INSTRUÇÃO DADA A -
No relato sobre a paróquia do subúrbio de S. Luís, o que ocupou o lugar da manjedoura no presépio?
INSTRUÇÃO DADA B -
Localize na listagem todas as linhas que contêm a palavra "ceiling" e copie-as.

TEXTO CITADO -
◆ ◆ ◆
Em 1961 era eu vigário de uma paróquia do subúrbio de S.Luis de Maranhão. Era uma paróquia pobre, muito pobre, não fosse ela de subúrbio. Três pequenos bairros (o Matadouro, hoje Liberdade, o Floresta e o Fé em Deus, metade de palafitas e a outra metade de casa de pau a pique, cobertas de palha de palmeira. Havia algumas, muito poucas de tijolo nú e telha vã. Nada de água ao domicilio ou de saneamento básico. A electricidade era roubada da rede pública. Cada qual, eu mesmo, fazia a sua baixada. Não havia escolas, nem postos de saúde. Na Floresta existia uma capela em honra de Santo Expedito, que teria uns 70, 80 metros quadrados de superfície. O único equipamento social(?) era o serviço de altifalante do Cerejo que transmitia música, mensagens e recados para as três comunidades(?).
Por muita insistência minha, o arcebispo de S.Luís criara ali uma paróquia -a Paróquia do Divino Espírito Santo - pensando talvez que aquela minha insistência era assim como "uma vontade que dá e passa".Não foi assim. Aluguei uma casa de pau a pique ao lado da capela e mudei-me para lá " de mala e cuia". Como eu estava muito ligado às organizações populares de bairro, a mudança não foi difícil. Sabia o que me esperava. A minha opção de vida era ser pobre entre os pobres. Mas criar a partir daquelas três comunidades de excluídos, uma igreja viva, preocupada, sem preconceitos, uma igreja ao modo das primitivas igrejas cristãs, onde o amor supera tudo foi uma saga difícil, muito difícil mesmo.
No mês de Dezembro de 1961, o Arcebispo pressionado por forças que de todos os lados se levantavam contra "o novo" que estava ali a nascer, disse-me que eu teria de sair da paróquia até ao final do ano. Não questionei a decisão, não disse uma única palavra, levantei-me e saí do palácio arquiepiscopal. Também não comuniquei nada aos meus companheiros de aventura.
O Natal estava a chegar e como todas as festas da paróquia se celebravam na rua, como se fossem festas populares, as tarefas eram muitas, pois havia gente de outras paróquias que quase "clandestinamente" se associavam à nossa. As cirandas, os Bumba-meu-boi, as danças, os tocadores de viola, os rabequistas, tudo leva o seu tempo a preparar com esmero. E também as compras para as comidas e guloseimas que durante toda a festa se serviam aos da casa e aos de fora. Tudo na rua em frente à igreja e ás casas dos moradores.
Preparou-se também um presépio, onde para curiosidade de muitos substitui a manjedoura por uma cadeira enfeitada como se fosse um trono. A curiosidade era muita, mas ninguém perguntou nada.
Lá pelas onze da noite, já o Largo da igreja e toda a Rua Mem de Sá fervilhavam de gente, falando, comendo e bebendo. Ouviam-se músicas e cantadores ao desafio em honra do menino Deus. Os Bumba-meu-boi evoluiam ao som de matracas e cantares. Os aplausos distinguiam este ou aquele. O grande momento seria a Missa do Galo mas não havia altar preparado e eu que a devia celebrar andava por ali, no meio da gente. Havia a suspeita de uma surpresa, mas ninguém se abalançava a um palpite.
◆ ◆ ◆
Registos extraídos

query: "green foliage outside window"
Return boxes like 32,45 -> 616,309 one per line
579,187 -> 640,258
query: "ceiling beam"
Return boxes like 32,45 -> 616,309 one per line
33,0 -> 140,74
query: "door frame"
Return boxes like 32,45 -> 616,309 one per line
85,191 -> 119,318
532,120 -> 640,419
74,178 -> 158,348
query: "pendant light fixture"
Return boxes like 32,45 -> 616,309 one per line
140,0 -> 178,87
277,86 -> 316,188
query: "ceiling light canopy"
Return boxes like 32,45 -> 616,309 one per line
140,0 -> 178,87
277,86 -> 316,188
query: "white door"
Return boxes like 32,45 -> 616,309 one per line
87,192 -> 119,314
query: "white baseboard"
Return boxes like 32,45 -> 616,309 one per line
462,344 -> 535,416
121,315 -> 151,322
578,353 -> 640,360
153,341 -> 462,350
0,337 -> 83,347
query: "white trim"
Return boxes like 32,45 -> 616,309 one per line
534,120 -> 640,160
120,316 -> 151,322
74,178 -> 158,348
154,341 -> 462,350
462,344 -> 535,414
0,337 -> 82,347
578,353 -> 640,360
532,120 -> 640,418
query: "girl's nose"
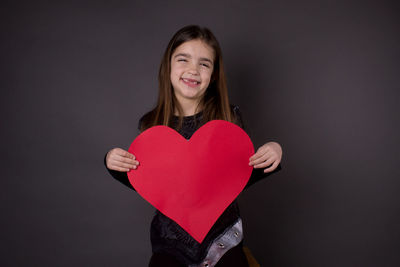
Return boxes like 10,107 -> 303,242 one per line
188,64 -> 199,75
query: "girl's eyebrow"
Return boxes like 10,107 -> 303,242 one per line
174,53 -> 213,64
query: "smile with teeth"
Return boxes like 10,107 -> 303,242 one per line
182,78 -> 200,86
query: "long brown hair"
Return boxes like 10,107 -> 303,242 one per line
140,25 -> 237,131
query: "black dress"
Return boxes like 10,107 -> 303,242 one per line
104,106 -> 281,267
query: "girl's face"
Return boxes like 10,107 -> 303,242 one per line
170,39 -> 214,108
◆ ◆ ◆
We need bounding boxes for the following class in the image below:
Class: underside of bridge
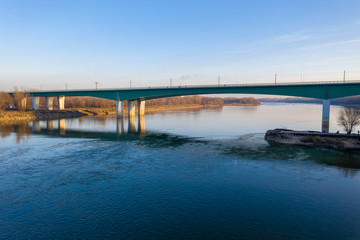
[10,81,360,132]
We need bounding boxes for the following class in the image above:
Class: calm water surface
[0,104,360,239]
◆ ◆ ◆
RESPOSTA ESCRITA A -
Uma cadeira enfeitada como se fosse um trono.

RESPOSTA ESCRITA B -
query: "ceiling beam"
query: "ceiling light canopy"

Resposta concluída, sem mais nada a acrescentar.